Can you print every record below exactly as written?

▶ Collected data entries
□ □ □ □

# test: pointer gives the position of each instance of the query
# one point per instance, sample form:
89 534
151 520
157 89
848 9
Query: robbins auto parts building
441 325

□ □ □ □

▶ Result of this exercise
# test: pointer gives the position of each instance of the query
# one point per instance, sample form:
89 534
151 520
157 89
848 9
Query: robbins auto parts building
441 325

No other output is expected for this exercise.